Tasks to complete
[a] According to the guideline on the blue alfalfa aphid, what is the optimal temperature for development of both the blue alfalfa aphid and the pea aphid?
[b] Carry the blue alfalfa aphid guideline forward from its final sentence.

How to Manage Pests

UC Pest Management Guidelines

Alfalfa

Blue Alfalfa Aphid

Scientific Name: Acyrthosiphon kondoi

(Reviewed 1/17, updated 1/17)

In this Guideline:


DESCRIPTION OF THE PESTS  (View photos to identify aphids)

The blue alfalfa aphid is a large blue-green aphid with long legs, antennae, cornicles, and cauda. It is similar in appearance to the pea aphid but can be distinguished by examining the antennae. The antennae of the pea aphid have narrow dark bands on each segment, whereas those of the blue alfalfa aphid gradually darken to brown as you near the tip of the antennae.

Both the blue alfalfa aphid and the pea aphid prefer cooler temperatures (optimal temperature for development of both blue alfalfa and pea aphid is around 60°F); however, the blue alfalfa aphid is more tolerant than the pea aphid of cool temperatures and appears earlier in growing season. The biology and population levels of the blue alfalfa aphid has changed in recent years. Damaging numbers are most common in the mid- to late winter in the desert production areas, in the late winter to early spring in the Central Valley, and the spring to early summer in the intermountain areas. However, blue alfalfa aphids may also be found in the fall in many areas.

The blue alfalfa aphid and the pea aphid may occur in mixed populations. Historically, both species were present in alfalfa fields at the same time as the alfalfa weevils. However, now both blue alfalfa and pea aphids can be present in the fall, winter, and spring. The blue alfalfa aphid colonizes the plant terminals while pea aphid is usually more generally distributed. Both species prefer to feed on the stems rather than the leaves.

Damage

While feeding on alfalfa, the blue alfalfa injects a toxin that retards growth, reduces yield, and may even kill plants. The toxin injected by the blue alfalfa aphid is more potent than that of the pea aphid (pea aphid toxin itself is not particularly damaging to alfalfa plants). Toxin that remains in the stems and crown after harvest of the upper plant material may continue to retard stem growth and elongation and may carry over to the next cutting, or even the subsequent two cuttings.

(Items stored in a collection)
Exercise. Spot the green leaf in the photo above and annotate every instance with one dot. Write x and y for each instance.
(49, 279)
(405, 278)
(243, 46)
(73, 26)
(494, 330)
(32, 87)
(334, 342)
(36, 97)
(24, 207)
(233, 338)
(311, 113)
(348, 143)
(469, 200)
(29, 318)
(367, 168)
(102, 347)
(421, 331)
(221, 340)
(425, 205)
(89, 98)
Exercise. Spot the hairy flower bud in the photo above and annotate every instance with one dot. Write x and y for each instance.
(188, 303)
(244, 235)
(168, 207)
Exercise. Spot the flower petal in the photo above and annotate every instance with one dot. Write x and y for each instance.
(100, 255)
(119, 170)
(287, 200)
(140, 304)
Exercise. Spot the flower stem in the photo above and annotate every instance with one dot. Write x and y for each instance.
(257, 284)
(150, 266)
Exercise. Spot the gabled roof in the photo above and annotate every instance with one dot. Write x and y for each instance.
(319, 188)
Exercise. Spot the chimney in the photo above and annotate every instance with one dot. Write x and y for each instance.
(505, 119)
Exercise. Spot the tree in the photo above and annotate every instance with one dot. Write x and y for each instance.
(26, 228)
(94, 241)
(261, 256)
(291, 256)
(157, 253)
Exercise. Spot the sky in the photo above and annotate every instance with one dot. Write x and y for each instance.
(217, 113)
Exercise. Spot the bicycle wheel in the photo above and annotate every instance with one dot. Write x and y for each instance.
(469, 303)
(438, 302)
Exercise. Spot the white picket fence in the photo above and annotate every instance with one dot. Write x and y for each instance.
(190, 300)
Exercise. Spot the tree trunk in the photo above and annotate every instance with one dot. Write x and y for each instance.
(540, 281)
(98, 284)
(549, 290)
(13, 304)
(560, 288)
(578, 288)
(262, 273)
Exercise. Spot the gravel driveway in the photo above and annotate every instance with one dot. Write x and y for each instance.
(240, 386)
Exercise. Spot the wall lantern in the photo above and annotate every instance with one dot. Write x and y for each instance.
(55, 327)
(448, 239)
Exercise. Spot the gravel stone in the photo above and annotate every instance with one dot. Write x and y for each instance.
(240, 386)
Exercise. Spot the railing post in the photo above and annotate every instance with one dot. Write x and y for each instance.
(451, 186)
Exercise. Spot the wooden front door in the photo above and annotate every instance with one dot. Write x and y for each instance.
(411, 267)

Task-by-task results
[a] Around 60°F.

[b]
Damage can also reduce the alfalfa's feeding value. A black fungus, sooty mold, grows on the honeydew excreted by the aphid and reduces palatability to livestock. Damage is more severe on short growth alfalfa than on taller alfalfa for both species.

Management

Using resistant varieties of alfalfa and encouraging populations of natural enemies are very important in managing blue alfalfa aphid. It is critical to distinguish between the blue alfalfa and pea aphids because blue alfalfa aphid causes more damage than pea aphid, and the two species have different treatment thresholds. Natural enemies, especially lady beetles, are monitored along with the aphids to determine the need for a pesticide application. Aphids may become a more severe problem when weevil sprays reduce the numbers of natural enemies. Border harvesting or strip cutting can be a useful tool for preserving natural enemies.

Resistant Varieties

Planting alfalfa varieties resistant to blue alfalfa aphid has been the most effective means of controlling aphids in alfalfa. Prolonged periods of below-normal temperatures, however, may lower plant resistance to blue alfalfa aphid when it is most needed and some crop injury may occur. At around 70°F, the host plant resistance should be fully expressed.

When selecting varieties, consult your cooperative extension advisor for information on resistant varieties suited to your area, or check a list of alfalfa varieties provided by the National Alfalfa & Forage Alliance. Additionally, a yearly alfalfa variety performance report can be found at http://alfalfa.ucdavis.edu.

Biological Control  (View photos of natural enemies)

The most significant aphid predators are several species of lady beetles, including Hippodamia convergens and Coccinella septempunctata that attack and consume both the blue alfalfa and pea aphid species. Green lacewings can also be important in regulating aphids and many other predators including bigeyed bugs (Geocoris spp.), damsel bugs (Nabis spp.), and syrphid fly larvae also play a role.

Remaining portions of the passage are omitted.